Your instructions:
In the copy, include every entry exactly but none of the images.

── Available data

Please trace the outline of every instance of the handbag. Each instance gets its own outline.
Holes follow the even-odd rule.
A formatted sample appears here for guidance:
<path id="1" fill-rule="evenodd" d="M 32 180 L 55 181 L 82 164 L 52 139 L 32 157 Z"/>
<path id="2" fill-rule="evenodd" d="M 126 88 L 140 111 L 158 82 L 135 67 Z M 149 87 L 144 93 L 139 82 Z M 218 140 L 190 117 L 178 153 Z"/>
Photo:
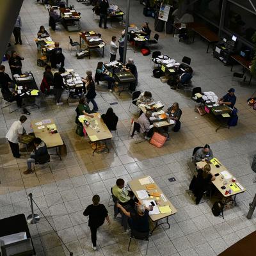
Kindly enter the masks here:
<path id="1" fill-rule="evenodd" d="M 154 132 L 154 134 L 151 138 L 149 143 L 152 145 L 154 145 L 157 148 L 161 148 L 164 145 L 164 142 L 166 141 L 166 137 L 164 136 L 162 134 L 160 134 L 160 133 L 155 132 Z"/>

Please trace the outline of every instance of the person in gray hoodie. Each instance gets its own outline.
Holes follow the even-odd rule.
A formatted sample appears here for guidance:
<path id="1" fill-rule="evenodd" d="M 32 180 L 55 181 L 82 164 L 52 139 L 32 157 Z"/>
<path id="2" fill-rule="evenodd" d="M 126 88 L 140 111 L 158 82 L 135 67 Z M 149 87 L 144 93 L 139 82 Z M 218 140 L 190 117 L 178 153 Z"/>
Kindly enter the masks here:
<path id="1" fill-rule="evenodd" d="M 46 160 L 48 157 L 48 150 L 45 143 L 40 138 L 35 138 L 33 141 L 35 147 L 35 150 L 30 154 L 30 158 L 27 159 L 28 169 L 24 172 L 24 174 L 30 174 L 33 173 L 32 170 L 32 163 L 36 163 L 38 161 Z"/>

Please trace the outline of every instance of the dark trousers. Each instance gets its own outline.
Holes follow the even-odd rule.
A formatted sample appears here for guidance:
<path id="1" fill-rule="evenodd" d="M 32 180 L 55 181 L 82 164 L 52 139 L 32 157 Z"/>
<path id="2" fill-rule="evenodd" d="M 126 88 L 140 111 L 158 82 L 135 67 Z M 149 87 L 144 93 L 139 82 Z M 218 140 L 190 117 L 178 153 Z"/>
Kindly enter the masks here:
<path id="1" fill-rule="evenodd" d="M 116 54 L 110 54 L 110 62 L 114 61 L 114 60 L 116 60 Z"/>
<path id="2" fill-rule="evenodd" d="M 123 62 L 124 58 L 124 47 L 120 47 L 119 46 L 119 55 L 120 56 L 120 61 Z"/>
<path id="3" fill-rule="evenodd" d="M 61 98 L 62 89 L 55 89 L 55 99 L 57 103 L 60 103 Z"/>
<path id="4" fill-rule="evenodd" d="M 19 157 L 20 156 L 19 143 L 13 143 L 8 140 L 12 152 L 14 157 Z"/>
<path id="5" fill-rule="evenodd" d="M 91 238 L 92 243 L 93 245 L 93 247 L 96 247 L 96 241 L 97 241 L 97 227 L 90 227 L 90 229 L 91 230 Z"/>
<path id="6" fill-rule="evenodd" d="M 15 39 L 15 43 L 22 43 L 20 37 L 20 28 L 15 27 L 13 29 L 13 35 Z"/>
<path id="7" fill-rule="evenodd" d="M 102 26 L 102 20 L 104 22 L 104 28 L 107 28 L 107 19 L 108 15 L 106 14 L 100 14 L 100 22 L 99 23 L 99 26 L 101 27 Z"/>

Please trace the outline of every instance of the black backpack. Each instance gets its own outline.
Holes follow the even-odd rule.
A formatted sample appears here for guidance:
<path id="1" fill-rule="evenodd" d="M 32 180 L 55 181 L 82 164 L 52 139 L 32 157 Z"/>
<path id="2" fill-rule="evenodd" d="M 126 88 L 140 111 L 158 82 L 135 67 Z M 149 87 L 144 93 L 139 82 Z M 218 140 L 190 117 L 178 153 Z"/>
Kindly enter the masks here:
<path id="1" fill-rule="evenodd" d="M 218 216 L 221 212 L 222 204 L 221 201 L 215 202 L 212 207 L 213 215 Z"/>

────

Full output:
Please trace the outline of every instance of the handbag. Each instance gets its own outline.
Holes follow the even-odd rule.
A formatted sample appears here for guidance:
<path id="1" fill-rule="evenodd" d="M 32 180 L 55 181 L 82 164 L 52 139 L 32 157 Z"/>
<path id="2" fill-rule="evenodd" d="M 126 88 L 140 111 L 158 82 L 135 67 Z M 149 87 L 144 93 L 139 82 Z M 218 140 L 190 117 L 178 153 Z"/>
Photo:
Kindly enter the masks here:
<path id="1" fill-rule="evenodd" d="M 154 132 L 154 134 L 151 138 L 149 143 L 152 145 L 154 145 L 157 148 L 161 148 L 164 145 L 164 142 L 166 141 L 166 137 L 164 136 L 162 134 L 160 134 L 160 133 L 155 132 Z"/>

Please trace the outline of every instance of the person in gray hoodie. Each instance gets its own outline.
Holes follow the even-odd rule.
A formatted sample appears here for guidance:
<path id="1" fill-rule="evenodd" d="M 32 180 L 55 181 L 82 164 L 52 139 L 32 157 Z"/>
<path id="2" fill-rule="evenodd" d="M 126 88 L 140 111 L 158 82 L 135 67 Z M 149 87 L 144 93 L 139 82 Z M 218 140 L 190 117 L 178 153 Z"/>
Kindly enter the masks here:
<path id="1" fill-rule="evenodd" d="M 46 160 L 48 157 L 48 150 L 45 143 L 40 138 L 35 138 L 33 141 L 35 147 L 35 150 L 30 154 L 30 158 L 27 159 L 28 169 L 24 172 L 24 174 L 30 174 L 33 173 L 32 170 L 32 163 L 36 163 L 38 161 Z"/>

Please trace the outline of every instance of the dark trousers. Each instance gets its own outline.
Holes follow the even-odd rule.
A formatted sample appears here for guidance:
<path id="1" fill-rule="evenodd" d="M 32 180 L 55 181 L 82 164 L 52 139 L 32 157 Z"/>
<path id="2" fill-rule="evenodd" d="M 126 88 L 140 111 L 158 82 L 135 67 Z M 149 87 L 144 93 L 139 82 Z M 218 140 L 190 117 L 178 153 Z"/>
Kindly enter the masks here:
<path id="1" fill-rule="evenodd" d="M 116 54 L 110 54 L 110 62 L 114 61 L 114 60 L 116 60 Z"/>
<path id="2" fill-rule="evenodd" d="M 123 62 L 124 58 L 124 47 L 120 47 L 119 46 L 119 55 L 120 56 L 120 61 Z"/>
<path id="3" fill-rule="evenodd" d="M 61 98 L 62 89 L 55 89 L 55 99 L 57 103 L 60 103 Z"/>
<path id="4" fill-rule="evenodd" d="M 19 157 L 20 156 L 19 143 L 13 143 L 8 140 L 12 152 L 14 157 Z"/>
<path id="5" fill-rule="evenodd" d="M 91 238 L 92 243 L 93 245 L 93 247 L 96 247 L 96 241 L 97 241 L 97 227 L 90 227 L 90 229 L 91 230 Z"/>
<path id="6" fill-rule="evenodd" d="M 15 39 L 15 43 L 22 43 L 20 37 L 20 28 L 15 27 L 13 29 L 13 35 Z"/>
<path id="7" fill-rule="evenodd" d="M 102 26 L 102 20 L 104 22 L 104 28 L 107 28 L 107 19 L 108 15 L 106 14 L 100 14 L 100 22 L 99 23 L 99 26 L 101 27 Z"/>

Please trace the outline of every instance of the black backpack. Each instance gets its own outline.
Holes follow the even-odd rule.
A formatted sample appears here for guidance:
<path id="1" fill-rule="evenodd" d="M 32 180 L 55 181 L 82 164 L 52 139 L 32 157 Z"/>
<path id="2" fill-rule="evenodd" d="M 126 88 L 140 111 L 158 82 L 135 67 Z M 149 87 L 144 93 L 139 82 Z M 218 140 L 190 117 L 178 153 Z"/>
Kindly enter the masks here:
<path id="1" fill-rule="evenodd" d="M 218 216 L 221 212 L 222 204 L 221 201 L 215 202 L 212 207 L 213 215 Z"/>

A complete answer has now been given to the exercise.